> _Exercise objective_
Pull out every line of the entries below that contains the word "plant", and list those lines in the order they appear.

> _Source material_

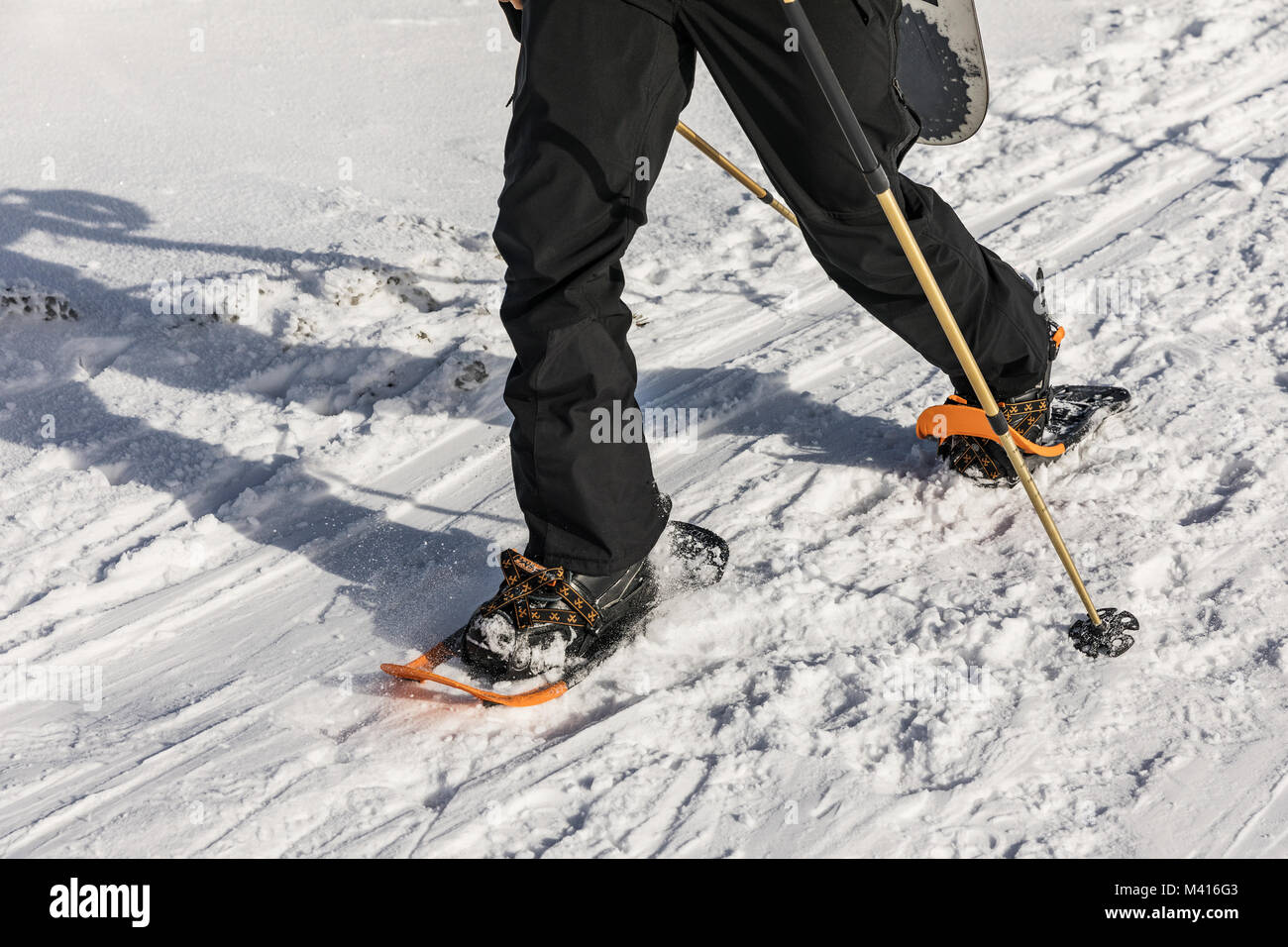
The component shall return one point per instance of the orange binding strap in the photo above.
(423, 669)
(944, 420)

==

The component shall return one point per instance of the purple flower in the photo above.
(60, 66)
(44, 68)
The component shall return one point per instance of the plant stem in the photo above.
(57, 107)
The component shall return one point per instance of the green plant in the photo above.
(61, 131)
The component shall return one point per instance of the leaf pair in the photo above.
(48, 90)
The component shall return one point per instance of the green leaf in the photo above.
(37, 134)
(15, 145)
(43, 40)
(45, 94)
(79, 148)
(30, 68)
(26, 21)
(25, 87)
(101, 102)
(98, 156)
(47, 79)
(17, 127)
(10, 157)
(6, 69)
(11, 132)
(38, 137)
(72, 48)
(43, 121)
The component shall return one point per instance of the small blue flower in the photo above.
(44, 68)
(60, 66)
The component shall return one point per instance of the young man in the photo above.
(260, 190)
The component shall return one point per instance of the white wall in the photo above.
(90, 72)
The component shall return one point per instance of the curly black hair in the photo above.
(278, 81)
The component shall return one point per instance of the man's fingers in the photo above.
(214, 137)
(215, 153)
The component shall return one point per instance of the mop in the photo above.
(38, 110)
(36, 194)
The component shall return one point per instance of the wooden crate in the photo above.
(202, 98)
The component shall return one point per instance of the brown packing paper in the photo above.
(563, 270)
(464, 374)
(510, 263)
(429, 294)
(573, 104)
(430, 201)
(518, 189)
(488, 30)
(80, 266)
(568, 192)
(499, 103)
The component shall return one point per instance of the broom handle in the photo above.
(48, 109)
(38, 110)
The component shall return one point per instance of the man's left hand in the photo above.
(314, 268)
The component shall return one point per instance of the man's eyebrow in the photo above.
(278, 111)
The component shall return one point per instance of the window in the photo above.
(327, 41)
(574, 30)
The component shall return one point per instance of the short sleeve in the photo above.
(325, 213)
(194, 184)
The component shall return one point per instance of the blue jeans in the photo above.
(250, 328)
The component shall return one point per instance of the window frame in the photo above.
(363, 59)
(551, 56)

> _Response_
The component shall return one point per instance of the plant stem in the photo above.
The component shall return one point per instance of the green plant in the photo above.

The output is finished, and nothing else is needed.